_What you should do_
Reproduce every line that appears below, precisely and completely.

_Provided entries_
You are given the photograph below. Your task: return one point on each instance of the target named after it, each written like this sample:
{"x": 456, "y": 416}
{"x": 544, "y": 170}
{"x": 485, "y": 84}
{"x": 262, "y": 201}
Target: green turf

_Answer to the exercise_
You are given the photograph below. Your task: return one point on each instance of the target named after it, each written like this sample:
{"x": 456, "y": 416}
{"x": 544, "y": 170}
{"x": 485, "y": 84}
{"x": 262, "y": 201}
Target: green turf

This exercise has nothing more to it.